### LISTED ENTRIES ###
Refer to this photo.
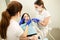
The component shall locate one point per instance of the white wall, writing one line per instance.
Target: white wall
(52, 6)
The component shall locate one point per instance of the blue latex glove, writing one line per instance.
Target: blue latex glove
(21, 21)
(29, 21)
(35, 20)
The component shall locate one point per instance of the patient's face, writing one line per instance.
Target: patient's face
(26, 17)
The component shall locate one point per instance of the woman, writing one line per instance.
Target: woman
###
### LISTED ENTRIES ###
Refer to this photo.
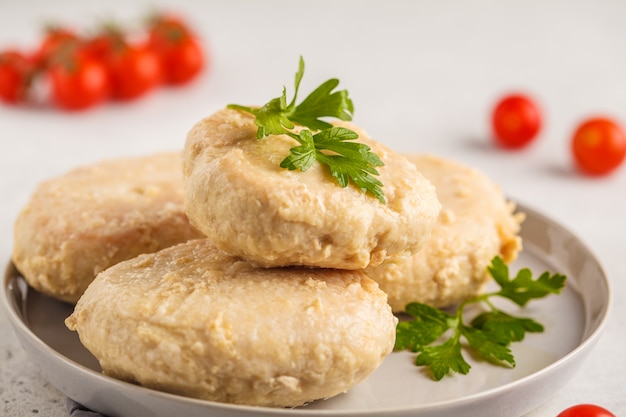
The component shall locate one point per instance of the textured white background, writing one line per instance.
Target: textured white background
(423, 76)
###
◆ AIM OF THE EXERCISE ◆
List each line in the two blocks above that contains the word "blue". Case counts.

◆ RESULT BELOW ◆
The component shall locate one point per instance of the blue latex glove, writing one line per instance.
Target: blue latex glove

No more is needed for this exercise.